┏━━

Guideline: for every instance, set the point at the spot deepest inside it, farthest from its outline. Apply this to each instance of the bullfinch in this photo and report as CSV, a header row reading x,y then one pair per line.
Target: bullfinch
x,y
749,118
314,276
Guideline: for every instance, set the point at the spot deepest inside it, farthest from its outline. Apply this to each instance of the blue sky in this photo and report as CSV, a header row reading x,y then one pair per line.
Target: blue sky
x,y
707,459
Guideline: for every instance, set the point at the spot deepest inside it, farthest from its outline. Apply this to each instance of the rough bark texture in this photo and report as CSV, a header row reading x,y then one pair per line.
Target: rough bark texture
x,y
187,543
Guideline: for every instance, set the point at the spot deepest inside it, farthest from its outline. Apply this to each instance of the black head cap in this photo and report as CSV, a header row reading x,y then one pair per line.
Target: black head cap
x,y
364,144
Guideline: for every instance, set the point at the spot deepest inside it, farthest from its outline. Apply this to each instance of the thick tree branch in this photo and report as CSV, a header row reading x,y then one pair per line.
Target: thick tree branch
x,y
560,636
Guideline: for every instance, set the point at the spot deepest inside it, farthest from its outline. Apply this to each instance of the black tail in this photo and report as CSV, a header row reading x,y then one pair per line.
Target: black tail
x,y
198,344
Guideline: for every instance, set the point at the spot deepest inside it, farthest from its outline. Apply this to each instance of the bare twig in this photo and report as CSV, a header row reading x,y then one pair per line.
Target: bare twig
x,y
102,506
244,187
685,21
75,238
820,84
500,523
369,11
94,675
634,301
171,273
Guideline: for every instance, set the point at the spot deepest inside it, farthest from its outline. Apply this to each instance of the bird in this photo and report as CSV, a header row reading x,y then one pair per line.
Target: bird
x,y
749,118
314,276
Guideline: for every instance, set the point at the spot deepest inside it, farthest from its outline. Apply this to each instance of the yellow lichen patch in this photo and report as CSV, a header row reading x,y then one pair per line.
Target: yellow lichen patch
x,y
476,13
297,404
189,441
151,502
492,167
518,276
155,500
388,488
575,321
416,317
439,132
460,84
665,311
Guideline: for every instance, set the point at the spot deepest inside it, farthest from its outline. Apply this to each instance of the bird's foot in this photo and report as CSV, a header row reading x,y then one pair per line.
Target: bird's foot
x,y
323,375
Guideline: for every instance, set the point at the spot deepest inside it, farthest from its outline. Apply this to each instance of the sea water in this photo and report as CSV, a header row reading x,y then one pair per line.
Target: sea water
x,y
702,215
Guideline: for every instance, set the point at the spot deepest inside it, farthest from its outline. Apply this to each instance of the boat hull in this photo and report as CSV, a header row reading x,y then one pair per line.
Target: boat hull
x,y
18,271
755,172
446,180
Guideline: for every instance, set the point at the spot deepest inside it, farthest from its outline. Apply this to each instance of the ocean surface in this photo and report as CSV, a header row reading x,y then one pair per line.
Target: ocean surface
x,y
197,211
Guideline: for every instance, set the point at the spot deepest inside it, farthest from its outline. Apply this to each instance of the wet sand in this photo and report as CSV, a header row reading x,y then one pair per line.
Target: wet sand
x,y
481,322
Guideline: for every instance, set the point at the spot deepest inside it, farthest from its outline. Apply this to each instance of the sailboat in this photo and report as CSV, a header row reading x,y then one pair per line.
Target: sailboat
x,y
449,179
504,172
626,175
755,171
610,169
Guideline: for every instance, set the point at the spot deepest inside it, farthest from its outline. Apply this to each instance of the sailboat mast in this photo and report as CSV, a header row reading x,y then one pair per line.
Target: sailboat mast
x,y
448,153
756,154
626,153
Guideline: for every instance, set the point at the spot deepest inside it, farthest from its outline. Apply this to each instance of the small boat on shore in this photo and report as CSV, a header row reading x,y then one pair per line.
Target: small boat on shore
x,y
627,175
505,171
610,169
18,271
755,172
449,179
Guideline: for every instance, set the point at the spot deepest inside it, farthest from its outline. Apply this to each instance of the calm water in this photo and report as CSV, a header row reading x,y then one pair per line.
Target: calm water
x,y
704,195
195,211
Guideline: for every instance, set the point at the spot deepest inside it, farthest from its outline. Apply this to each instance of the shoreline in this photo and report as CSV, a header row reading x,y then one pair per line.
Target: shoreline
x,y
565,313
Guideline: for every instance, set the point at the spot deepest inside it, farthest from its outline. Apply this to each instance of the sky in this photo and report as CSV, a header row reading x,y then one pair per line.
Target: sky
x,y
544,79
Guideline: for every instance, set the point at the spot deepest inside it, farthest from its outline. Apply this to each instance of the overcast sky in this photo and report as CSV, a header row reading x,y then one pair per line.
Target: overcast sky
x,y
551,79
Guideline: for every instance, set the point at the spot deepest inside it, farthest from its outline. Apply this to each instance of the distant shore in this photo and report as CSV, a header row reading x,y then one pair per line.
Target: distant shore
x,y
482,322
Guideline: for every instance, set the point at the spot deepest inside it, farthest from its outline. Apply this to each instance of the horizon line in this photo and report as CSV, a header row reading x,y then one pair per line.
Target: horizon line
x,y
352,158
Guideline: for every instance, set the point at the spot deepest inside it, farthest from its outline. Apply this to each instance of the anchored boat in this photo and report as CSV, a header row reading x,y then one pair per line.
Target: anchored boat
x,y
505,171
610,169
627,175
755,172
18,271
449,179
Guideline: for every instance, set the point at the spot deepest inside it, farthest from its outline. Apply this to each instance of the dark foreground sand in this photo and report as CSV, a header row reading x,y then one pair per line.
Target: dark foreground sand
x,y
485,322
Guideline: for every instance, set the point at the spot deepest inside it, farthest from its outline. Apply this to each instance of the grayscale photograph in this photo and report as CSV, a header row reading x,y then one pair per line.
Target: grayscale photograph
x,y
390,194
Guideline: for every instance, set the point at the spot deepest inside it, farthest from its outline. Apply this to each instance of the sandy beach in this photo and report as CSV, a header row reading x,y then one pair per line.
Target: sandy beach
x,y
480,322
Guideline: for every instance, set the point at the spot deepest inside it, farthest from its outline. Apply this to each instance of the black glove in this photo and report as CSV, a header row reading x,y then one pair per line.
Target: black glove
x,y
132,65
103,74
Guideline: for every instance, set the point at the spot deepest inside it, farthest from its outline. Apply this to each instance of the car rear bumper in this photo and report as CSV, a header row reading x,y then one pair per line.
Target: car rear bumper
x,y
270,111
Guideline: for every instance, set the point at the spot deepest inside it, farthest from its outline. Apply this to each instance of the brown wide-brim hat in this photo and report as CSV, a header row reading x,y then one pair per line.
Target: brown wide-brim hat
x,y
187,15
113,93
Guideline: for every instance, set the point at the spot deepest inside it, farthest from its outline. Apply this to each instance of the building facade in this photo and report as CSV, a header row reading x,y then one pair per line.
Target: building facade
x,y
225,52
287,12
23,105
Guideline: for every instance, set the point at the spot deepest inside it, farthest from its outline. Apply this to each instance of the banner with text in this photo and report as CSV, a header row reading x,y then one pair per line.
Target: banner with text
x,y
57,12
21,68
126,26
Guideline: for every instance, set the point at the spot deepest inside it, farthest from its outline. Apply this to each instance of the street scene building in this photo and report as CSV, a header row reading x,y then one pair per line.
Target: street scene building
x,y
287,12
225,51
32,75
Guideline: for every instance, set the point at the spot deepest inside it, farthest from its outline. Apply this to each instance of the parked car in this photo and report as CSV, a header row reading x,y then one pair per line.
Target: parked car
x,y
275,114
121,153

┗━━

**WRITTEN EXERCISE**
Repeat the preceding lines exactly, please, every one of them.

**RESULT OF THE EXERCISE**
Guideline: for every instance, set the point at the spot deepest inside it, farthest from its outline. Apply this to each instance of the bullfinch in this photo and report as CSV, a header row reading x,y then one pair per line.
Target: bullfinch
x,y
749,118
314,276
Guideline: for every instance, set the point at the spot deepest inside it, farthest from its outline. Apply this to each instance of the blue sky in this photo and report as CSV, a header row reading x,y then one pair per line.
Target: blue sky
x,y
707,459
Guideline: for every instance, set the point at the spot deepest inside it, farthest from its outline. Apply this to each instance of the rough bark texture in this photo and report as CSV, a header row reading x,y then one pair per line.
Target: rough bark texture
x,y
187,543
Guideline: for every instance, set the point at the spot deepest inside it, farthest from its outline. Apply this to each instance of the black head cap in this photo and report as CSV, a header row reading x,y then one pair per line.
Target: black head cap
x,y
364,144
Guideline: for every instance, set the point at the spot deepest inside it, farthest from its outline. Apply this to each instance of the thick tree branch in this photo and report as CSV, a header row reading x,y then one pair per line.
Target: thick tree branch
x,y
560,636
Guideline: for every instance, set the point at the spot deepest inside it, farthest from its outline. Apply this to each instance of the black tail in this photo and report as CSV, a header row reading x,y then one pair per line.
Target: black tail
x,y
198,344
Guideline: for every instance, set the point at the spot deepest inside it, farthest from its outline. Apply this to each instance of the bare twig in this photo and report as CSV, a header row reading x,y then one pair per line.
Target: bare twig
x,y
102,506
244,187
685,21
75,238
820,84
500,523
369,11
94,675
634,301
171,273
Guideline: for every instance, set the point at the spot deepest inside it, farthest from its outline. Apply this to each instance of the bird in this photo and report as CSV, a header row reading x,y then one pair per line.
Target: bird
x,y
749,118
314,276
Guideline: for every instance, set the point at the spot deepest inside it, farthest from its outline. Apply this to each instance of the yellow lichen patch in this photo and report as CSV, a header row reading x,y then one pair per line.
Target: yellow lichen patch
x,y
476,13
297,404
189,441
151,502
492,167
518,276
155,500
388,488
575,321
416,317
439,132
460,84
665,311
Guideline: for every instance, set the point at the spot deepest inside it, farthest from its outline. Apply this to each instance of the bird's foot in this photo and report as CSV, a header row reading x,y then one pair per line.
Target: bird's foot
x,y
323,375
Guideline: for every instance, set the point at the spot deepest inside it, farthest from its outline. Apply this to each instance of the sea water in this photo and report as CSV, a header row reading x,y then one pair per line.
Target: sea water
x,y
702,215
Guideline: for every instance, set the point at the spot deepest inside it, farthest from its outline. Apply this to each instance of the boat hull in this photo and report as CSV, a header row reading x,y then one pair per line.
Target: boat hull
x,y
18,271
755,172
446,180
Guideline: for every instance, set the point at the spot deepest inside it, farthest from its outline. Apply this to each instance of the ocean surface in this photo and report as CSV, a header row reading x,y then one pair per line.
Target: ocean surface
x,y
197,211
Guideline: for every instance, set the point at the spot deepest inside it, farthest from its outline. Apply this to each instance of the wet sand in this photo and report as CSV, a header row reading x,y then one pair per line.
Target: wet sand
x,y
481,322
Guideline: for every instance, set the point at the spot deepest inside it, farthest from its outline. Apply this to each instance of the sailboat in this photo and report as CSV, a header row reading x,y then one pair per line.
Target: sailboat
x,y
449,179
504,172
626,175
755,171
610,169
Guideline: for every instance, set the point at the spot deepest inside it, farthest from its outline. Apply this to each instance of the sailboat mast in this photo and report as CSV, a header row reading x,y then one pair per line.
Target: sailboat mast
x,y
448,153
756,154
626,153
Guideline: for every instance, set the point at the spot deepest inside it, farthest from its outline. Apply this to each instance of the small boat on shore in this photo and report as CSV, a header row reading x,y then one pair per line.
Target: small boat on shore
x,y
627,175
505,171
610,169
18,271
755,172
449,179
Guideline: for every instance, set the point at the spot deepest inside it, farthest from its outline. Apply this to each instance of the calm water in this photo and report as CSV, a header row reading x,y then one pair per line.
Target: calm water
x,y
704,195
195,211
Guideline: for every instance, set the point at the spot deepest inside it, farthest from its outline. Apply this to each instance of the shoreline in this photo and report as CSV, a header row reading x,y then one pair per line.
Target: shoreline
x,y
565,313
Guideline: for every instance, set the point at the spot deepest inside it, farthest from its outline. Apply this to each instance of the sky in this photo and report as CSV, a header row reading x,y then one pair per line.
Target: sky
x,y
544,79
Guideline: for every instance, set the point at the spot deepest inside it, farthest from its outline. Apply this to each instance of the overcast sky in this photo and report as CSV, a header row reading x,y then one pair per line.
Target: overcast sky
x,y
551,79
Guideline: for every instance, set the point at the spot deepest inside it, farthest from its outline. Apply this to each instance of the distant shore in this photo and report as CSV, a header row reading x,y then one pair per line.
Target: distant shore
x,y
482,322
Guideline: for every instance, set the point at the spot deepest inside it, farthest from its outline. Apply this to each instance of the horizon line in this photo and report as CSV, a header row reading x,y then one pair per line.
Target: horizon line
x,y
352,158
Guideline: for every instance, set the point at the spot deepest inside it, farthest from its outline. Apply this to each instance of the anchored boat in this photo and report as CSV, a header row reading x,y then one pair per line.
Target: anchored boat
x,y
505,171
610,169
627,175
755,172
18,271
449,179
Guideline: for every instance, set the point at the spot deepest inside it, farthest from its outline. Apply this to each instance of the dark foreground sand in this photo and report as CSV, a header row reading x,y then one pair per line.
Target: dark foreground sand
x,y
485,322
Guideline: for every instance, set the point at the spot deepest inside it, farthest from its outline. Apply this to each instance of the grayscale photograph in this photo and report as CSV, a header row reading x,y then one pair per line.
Target: grayscale photograph
x,y
390,194
Guideline: for every instance, set the point at the spot deepest inside it, farthest from its outline. Apply this to each instance of the sandy beach in this photo and report as CSV, a header row reading x,y then one pair per line.
Target: sandy beach
x,y
480,322
Guideline: for every instance, set the point at the spot deepest inside it, farthest from its outline. Apply this to each instance of the black glove in this photo and report as CSV, a header row reading x,y then one pair per line.
Target: black glove
x,y
132,65
103,74
Guideline: for every instance, set the point at the spot deepest inside it, farthest from its outline. Apply this to each instance of the car rear bumper in this photo and report as CSV, a header row reading x,y then one pair per line.
Target: car rear bumper
x,y
270,111
Guideline: for every instance, set the point at the spot deepest inside it, farthest from its outline. Apply this to each instance of the brown wide-brim hat in this photo and report as CSV, a header row reading x,y then one pair per line.
Target: brown wide-brim hat
x,y
187,15
113,93
Guideline: for every instance, set the point at the spot deepest inside it, farthest from its outline. Apply this to each instance of the building facade in this photo and report as CSV, a header row reading x,y then one pair per line.
Target: building facade
x,y
225,52
287,12
23,105
Guideline: for every instance, set the point at the spot deepest inside it, farthest from its outline. Apply this to each instance of the banner with text in this photo and report as CSV, a header row reading x,y then one pair per line.
Target: banner with text
x,y
57,12
21,68
126,26
Guideline: for every instance, set the point at the spot deepest inside it, farthest from its outline. Apply this to each instance of the street scene building in this photo and report as CSV, a header row reading x,y then one pair per line.
Target: street scene building
x,y
287,12
225,51
32,75
Guideline: for every instance, set the point at the spot deepest inside it, farthest from its outline. Apply this to each instance of the parked car in this photo and report as CSV, a header row reading x,y then one pair per line.
Target: parked car
x,y
275,114
121,153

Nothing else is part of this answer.